**Description of the task**
Go through the entries below from the first line and transcribe each one exactly, ending with the line that contains "Target: green leaf".

━━━━━ Data for processing ━━━━━

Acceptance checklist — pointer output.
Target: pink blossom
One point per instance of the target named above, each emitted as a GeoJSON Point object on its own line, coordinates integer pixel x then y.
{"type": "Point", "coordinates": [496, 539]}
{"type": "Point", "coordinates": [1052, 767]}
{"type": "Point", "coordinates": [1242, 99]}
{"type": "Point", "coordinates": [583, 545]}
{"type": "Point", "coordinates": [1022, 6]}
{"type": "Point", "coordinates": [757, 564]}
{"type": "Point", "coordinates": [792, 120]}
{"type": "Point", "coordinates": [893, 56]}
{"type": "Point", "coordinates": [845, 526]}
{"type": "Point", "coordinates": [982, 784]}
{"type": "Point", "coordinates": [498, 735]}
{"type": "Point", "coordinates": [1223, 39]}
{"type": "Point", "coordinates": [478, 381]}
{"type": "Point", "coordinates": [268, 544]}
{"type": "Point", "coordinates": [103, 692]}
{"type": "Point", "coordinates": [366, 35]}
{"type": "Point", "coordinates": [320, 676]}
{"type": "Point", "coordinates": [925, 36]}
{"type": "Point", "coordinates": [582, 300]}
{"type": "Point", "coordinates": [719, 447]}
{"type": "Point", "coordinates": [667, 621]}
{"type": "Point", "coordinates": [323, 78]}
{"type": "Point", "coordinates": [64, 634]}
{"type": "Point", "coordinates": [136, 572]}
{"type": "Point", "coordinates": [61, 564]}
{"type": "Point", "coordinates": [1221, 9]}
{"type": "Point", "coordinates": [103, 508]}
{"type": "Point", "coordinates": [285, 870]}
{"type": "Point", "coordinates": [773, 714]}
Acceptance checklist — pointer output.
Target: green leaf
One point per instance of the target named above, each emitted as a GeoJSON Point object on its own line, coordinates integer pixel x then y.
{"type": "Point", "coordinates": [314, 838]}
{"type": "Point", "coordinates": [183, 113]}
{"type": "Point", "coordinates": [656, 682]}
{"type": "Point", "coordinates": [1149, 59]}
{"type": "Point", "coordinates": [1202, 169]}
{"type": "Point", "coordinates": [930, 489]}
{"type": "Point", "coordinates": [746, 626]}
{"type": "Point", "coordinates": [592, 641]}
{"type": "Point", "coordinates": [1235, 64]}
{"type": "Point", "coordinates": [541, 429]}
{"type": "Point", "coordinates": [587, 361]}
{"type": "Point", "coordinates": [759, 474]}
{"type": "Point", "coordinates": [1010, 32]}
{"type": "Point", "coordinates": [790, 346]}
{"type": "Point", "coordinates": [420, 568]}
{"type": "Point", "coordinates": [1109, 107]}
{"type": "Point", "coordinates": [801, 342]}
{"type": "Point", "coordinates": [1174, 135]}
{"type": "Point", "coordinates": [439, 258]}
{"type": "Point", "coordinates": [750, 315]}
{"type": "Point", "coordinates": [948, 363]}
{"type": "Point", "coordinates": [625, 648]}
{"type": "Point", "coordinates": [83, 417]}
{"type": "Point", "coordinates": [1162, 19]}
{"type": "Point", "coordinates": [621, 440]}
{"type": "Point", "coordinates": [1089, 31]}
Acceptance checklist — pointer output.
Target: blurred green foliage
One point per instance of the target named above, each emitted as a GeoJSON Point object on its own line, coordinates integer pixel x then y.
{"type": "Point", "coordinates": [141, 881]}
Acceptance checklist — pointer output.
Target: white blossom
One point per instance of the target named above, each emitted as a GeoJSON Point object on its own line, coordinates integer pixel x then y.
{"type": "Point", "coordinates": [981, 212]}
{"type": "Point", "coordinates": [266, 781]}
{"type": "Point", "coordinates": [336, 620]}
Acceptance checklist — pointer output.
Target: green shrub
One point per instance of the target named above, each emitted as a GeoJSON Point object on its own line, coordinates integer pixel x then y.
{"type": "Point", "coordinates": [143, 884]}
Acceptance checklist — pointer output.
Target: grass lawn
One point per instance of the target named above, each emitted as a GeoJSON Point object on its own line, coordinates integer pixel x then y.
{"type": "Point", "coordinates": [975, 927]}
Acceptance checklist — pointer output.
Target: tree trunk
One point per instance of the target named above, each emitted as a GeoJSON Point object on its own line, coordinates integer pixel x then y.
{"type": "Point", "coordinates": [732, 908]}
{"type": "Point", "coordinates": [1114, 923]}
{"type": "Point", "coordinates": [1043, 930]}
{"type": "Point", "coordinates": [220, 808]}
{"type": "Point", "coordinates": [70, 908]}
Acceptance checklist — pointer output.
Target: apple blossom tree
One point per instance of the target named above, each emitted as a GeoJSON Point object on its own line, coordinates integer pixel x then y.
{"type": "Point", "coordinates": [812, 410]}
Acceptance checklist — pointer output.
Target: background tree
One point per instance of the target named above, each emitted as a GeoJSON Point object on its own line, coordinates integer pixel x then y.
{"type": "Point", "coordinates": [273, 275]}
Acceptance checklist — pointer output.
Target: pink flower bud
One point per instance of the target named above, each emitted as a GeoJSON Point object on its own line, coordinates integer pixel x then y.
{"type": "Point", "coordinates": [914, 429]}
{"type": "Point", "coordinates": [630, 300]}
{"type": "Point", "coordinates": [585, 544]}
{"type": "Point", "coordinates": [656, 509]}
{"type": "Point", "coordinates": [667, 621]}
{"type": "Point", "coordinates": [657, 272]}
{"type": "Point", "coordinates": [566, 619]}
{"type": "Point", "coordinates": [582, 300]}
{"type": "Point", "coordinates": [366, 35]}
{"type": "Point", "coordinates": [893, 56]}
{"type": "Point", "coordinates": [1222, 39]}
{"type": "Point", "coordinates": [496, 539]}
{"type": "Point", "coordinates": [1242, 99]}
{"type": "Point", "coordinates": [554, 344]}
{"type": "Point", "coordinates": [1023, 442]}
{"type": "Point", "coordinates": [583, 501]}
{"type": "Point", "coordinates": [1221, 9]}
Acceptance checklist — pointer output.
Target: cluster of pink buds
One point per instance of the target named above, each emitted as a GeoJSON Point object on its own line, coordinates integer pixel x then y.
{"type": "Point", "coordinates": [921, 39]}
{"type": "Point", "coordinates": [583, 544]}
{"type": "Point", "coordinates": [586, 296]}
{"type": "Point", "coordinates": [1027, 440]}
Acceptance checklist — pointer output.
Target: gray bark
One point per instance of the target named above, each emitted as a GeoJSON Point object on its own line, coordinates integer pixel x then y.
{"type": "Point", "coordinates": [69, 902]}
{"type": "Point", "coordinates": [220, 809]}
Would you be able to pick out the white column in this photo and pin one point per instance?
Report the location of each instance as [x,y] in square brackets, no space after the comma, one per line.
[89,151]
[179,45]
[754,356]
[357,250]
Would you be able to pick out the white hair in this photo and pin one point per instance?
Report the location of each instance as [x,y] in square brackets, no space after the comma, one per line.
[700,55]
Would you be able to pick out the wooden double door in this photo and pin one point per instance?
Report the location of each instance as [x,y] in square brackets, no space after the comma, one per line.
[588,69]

━━━━━

**Solution to this task**
Acceptance checklist — pointer output.
Target: pink blossom
One point per instance of the target named above, each emitted as a GeoJSON Point object on its own line, coordinates integer pixel x then y.
{"type": "Point", "coordinates": [496, 539]}
{"type": "Point", "coordinates": [1052, 767]}
{"type": "Point", "coordinates": [1242, 99]}
{"type": "Point", "coordinates": [583, 545]}
{"type": "Point", "coordinates": [1022, 6]}
{"type": "Point", "coordinates": [757, 564]}
{"type": "Point", "coordinates": [792, 120]}
{"type": "Point", "coordinates": [893, 56]}
{"type": "Point", "coordinates": [845, 526]}
{"type": "Point", "coordinates": [982, 784]}
{"type": "Point", "coordinates": [498, 735]}
{"type": "Point", "coordinates": [1223, 39]}
{"type": "Point", "coordinates": [478, 381]}
{"type": "Point", "coordinates": [268, 544]}
{"type": "Point", "coordinates": [103, 692]}
{"type": "Point", "coordinates": [366, 35]}
{"type": "Point", "coordinates": [320, 676]}
{"type": "Point", "coordinates": [925, 36]}
{"type": "Point", "coordinates": [582, 300]}
{"type": "Point", "coordinates": [719, 447]}
{"type": "Point", "coordinates": [667, 621]}
{"type": "Point", "coordinates": [323, 78]}
{"type": "Point", "coordinates": [64, 634]}
{"type": "Point", "coordinates": [136, 572]}
{"type": "Point", "coordinates": [61, 564]}
{"type": "Point", "coordinates": [1221, 9]}
{"type": "Point", "coordinates": [103, 508]}
{"type": "Point", "coordinates": [285, 870]}
{"type": "Point", "coordinates": [773, 714]}
Acceptance checklist — pointer output.
Target: green leaf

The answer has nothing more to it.